• _EXERCISE REQUIREMENTS_
Set down verbatim the stretch of the listing below, from the line containing "Indicate every instance of the tall" through the end of the listing.

• _LISTED RECORDS_
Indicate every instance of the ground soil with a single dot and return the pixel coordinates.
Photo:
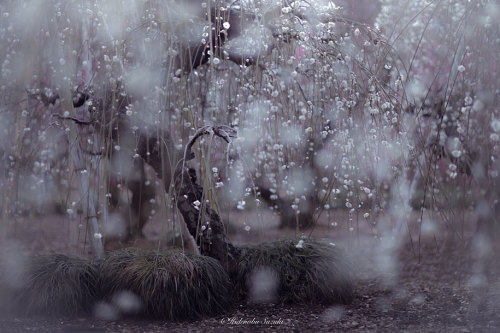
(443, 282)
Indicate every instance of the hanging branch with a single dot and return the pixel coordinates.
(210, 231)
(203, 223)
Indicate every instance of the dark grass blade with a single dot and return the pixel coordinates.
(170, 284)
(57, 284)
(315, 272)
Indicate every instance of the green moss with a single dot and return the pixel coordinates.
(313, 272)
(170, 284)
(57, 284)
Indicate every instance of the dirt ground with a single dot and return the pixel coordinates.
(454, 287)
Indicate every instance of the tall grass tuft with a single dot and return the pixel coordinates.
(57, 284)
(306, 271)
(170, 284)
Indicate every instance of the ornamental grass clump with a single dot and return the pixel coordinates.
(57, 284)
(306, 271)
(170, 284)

• _COMPLETE ANSWER_
Indicate every instance of the tall grass tuft with a single dot and return the pixel coordinates.
(57, 284)
(306, 271)
(170, 284)
Indicate every instance of the ornamental grass clump with a single dot and return the pixel coordinates.
(57, 284)
(306, 271)
(170, 284)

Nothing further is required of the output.